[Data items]
----

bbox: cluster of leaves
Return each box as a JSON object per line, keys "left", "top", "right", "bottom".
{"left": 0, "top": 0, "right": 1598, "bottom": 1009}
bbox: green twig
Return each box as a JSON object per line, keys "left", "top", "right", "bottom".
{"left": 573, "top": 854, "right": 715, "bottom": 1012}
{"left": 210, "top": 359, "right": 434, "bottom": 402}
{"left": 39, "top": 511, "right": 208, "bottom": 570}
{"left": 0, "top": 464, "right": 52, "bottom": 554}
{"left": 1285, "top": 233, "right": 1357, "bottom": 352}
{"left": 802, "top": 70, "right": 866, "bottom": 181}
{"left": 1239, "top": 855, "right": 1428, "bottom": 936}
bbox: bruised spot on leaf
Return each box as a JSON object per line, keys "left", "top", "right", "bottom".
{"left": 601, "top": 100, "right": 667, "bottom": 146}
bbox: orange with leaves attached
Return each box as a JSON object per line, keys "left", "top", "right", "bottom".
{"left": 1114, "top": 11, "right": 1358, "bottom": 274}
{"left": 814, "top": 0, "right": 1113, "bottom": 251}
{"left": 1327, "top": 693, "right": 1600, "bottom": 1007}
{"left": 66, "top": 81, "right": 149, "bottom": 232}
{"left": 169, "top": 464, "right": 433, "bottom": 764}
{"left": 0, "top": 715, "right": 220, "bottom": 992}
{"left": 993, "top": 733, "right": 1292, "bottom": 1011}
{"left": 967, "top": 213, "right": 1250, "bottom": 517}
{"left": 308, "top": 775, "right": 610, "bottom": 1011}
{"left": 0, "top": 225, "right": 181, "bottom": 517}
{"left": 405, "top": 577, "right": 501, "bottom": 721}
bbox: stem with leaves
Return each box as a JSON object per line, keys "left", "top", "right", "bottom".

----

Look through the records above and please copy every line in which the string "with" occurs.

**Response area**
bbox: orange with leaves attached
bbox: stem with leaves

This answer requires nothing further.